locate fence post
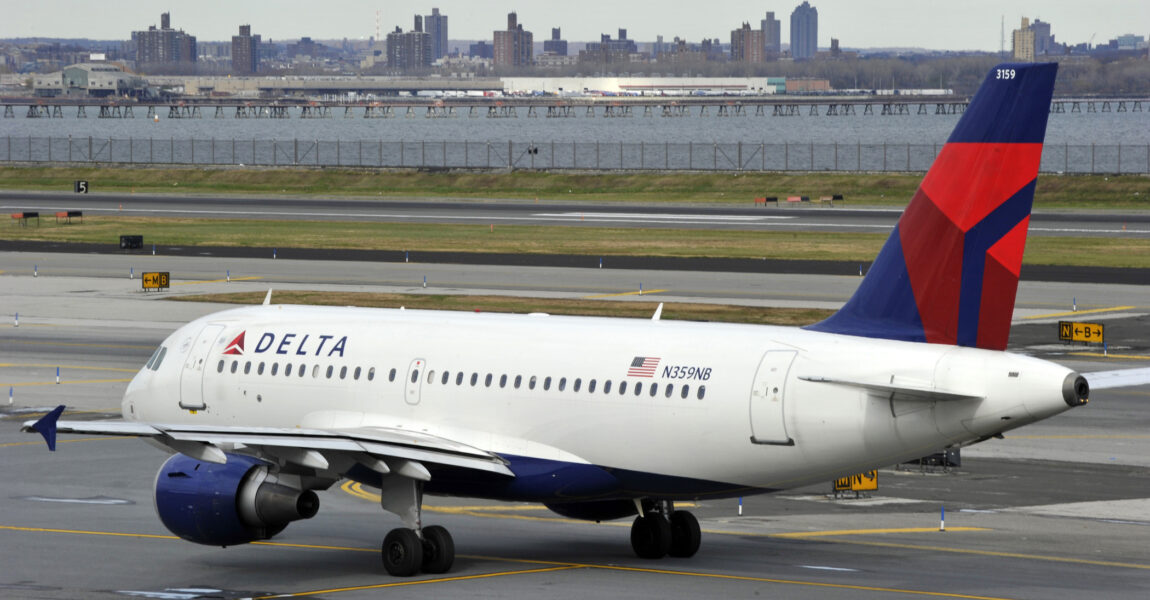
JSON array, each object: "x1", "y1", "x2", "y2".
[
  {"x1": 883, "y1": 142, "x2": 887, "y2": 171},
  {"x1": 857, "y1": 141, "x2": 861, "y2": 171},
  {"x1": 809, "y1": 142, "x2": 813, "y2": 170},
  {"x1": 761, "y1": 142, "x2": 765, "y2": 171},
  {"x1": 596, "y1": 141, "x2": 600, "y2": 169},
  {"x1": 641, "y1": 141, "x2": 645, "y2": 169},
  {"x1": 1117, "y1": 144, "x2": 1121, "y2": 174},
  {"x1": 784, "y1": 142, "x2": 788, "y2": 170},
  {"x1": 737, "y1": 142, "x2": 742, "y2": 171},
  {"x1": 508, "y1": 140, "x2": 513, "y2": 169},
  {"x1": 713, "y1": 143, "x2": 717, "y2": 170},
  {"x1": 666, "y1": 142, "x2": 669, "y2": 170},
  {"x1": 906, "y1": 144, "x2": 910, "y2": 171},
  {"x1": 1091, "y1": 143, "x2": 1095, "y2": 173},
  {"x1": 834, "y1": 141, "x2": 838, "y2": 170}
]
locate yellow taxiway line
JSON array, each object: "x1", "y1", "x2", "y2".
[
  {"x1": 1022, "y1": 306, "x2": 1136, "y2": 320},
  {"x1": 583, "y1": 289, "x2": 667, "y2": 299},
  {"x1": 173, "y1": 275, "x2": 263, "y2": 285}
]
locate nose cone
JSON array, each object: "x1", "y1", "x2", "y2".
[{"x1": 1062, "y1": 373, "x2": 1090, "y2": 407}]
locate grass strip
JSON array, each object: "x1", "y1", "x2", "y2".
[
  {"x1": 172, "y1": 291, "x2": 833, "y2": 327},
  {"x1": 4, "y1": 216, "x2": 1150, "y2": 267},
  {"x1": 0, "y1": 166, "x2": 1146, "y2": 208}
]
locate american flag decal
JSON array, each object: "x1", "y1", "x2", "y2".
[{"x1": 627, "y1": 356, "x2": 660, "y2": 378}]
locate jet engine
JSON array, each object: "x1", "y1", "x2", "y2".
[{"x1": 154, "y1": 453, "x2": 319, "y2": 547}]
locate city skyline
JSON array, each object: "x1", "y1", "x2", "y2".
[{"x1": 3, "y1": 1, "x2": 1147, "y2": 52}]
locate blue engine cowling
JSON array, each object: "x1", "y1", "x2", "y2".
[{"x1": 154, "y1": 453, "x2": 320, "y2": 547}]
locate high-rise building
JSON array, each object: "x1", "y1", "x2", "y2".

---+---

### Required work
Images stay out; everything else in the records must be given again exactly.

### Task answer
locate fence post
JSON array, each object: "x1", "y1", "x2", "y2".
[
  {"x1": 883, "y1": 142, "x2": 887, "y2": 171},
  {"x1": 857, "y1": 141, "x2": 861, "y2": 171},
  {"x1": 809, "y1": 142, "x2": 813, "y2": 170},
  {"x1": 761, "y1": 142, "x2": 765, "y2": 171},
  {"x1": 596, "y1": 141, "x2": 600, "y2": 169},
  {"x1": 641, "y1": 141, "x2": 645, "y2": 169},
  {"x1": 1117, "y1": 144, "x2": 1121, "y2": 174},
  {"x1": 784, "y1": 142, "x2": 788, "y2": 170},
  {"x1": 737, "y1": 142, "x2": 742, "y2": 171},
  {"x1": 508, "y1": 140, "x2": 513, "y2": 169},
  {"x1": 713, "y1": 143, "x2": 717, "y2": 170},
  {"x1": 666, "y1": 142, "x2": 669, "y2": 170},
  {"x1": 906, "y1": 144, "x2": 910, "y2": 171},
  {"x1": 1091, "y1": 143, "x2": 1095, "y2": 173},
  {"x1": 834, "y1": 141, "x2": 838, "y2": 170}
]
locate yellow taxiway line
JSON array, each object: "x1", "y1", "x2", "y2".
[
  {"x1": 1022, "y1": 306, "x2": 1136, "y2": 320},
  {"x1": 583, "y1": 289, "x2": 667, "y2": 299},
  {"x1": 173, "y1": 275, "x2": 263, "y2": 285}
]
locate nose cone
JSON array, each object: "x1", "y1", "x2", "y2".
[{"x1": 1062, "y1": 373, "x2": 1090, "y2": 407}]
locate grass strip
JSON array, each object: "x1", "y1", "x2", "y2".
[
  {"x1": 172, "y1": 291, "x2": 833, "y2": 327},
  {"x1": 4, "y1": 216, "x2": 1150, "y2": 267},
  {"x1": 0, "y1": 166, "x2": 1146, "y2": 208}
]
locate american flag decal
JSON array, each object: "x1", "y1", "x2", "y2".
[{"x1": 627, "y1": 356, "x2": 660, "y2": 378}]
locate jet engine
JSON array, each object: "x1", "y1", "x2", "y2".
[{"x1": 154, "y1": 453, "x2": 319, "y2": 547}]
locate city skyline
JSON array, each object: "x1", "y1", "x2", "y2".
[{"x1": 3, "y1": 1, "x2": 1147, "y2": 52}]
locate blue engine cowling
JSON array, each object: "x1", "y1", "x2", "y2".
[{"x1": 154, "y1": 453, "x2": 320, "y2": 547}]
locate high-rise building
JSON array, each object: "x1", "y1", "x2", "y2".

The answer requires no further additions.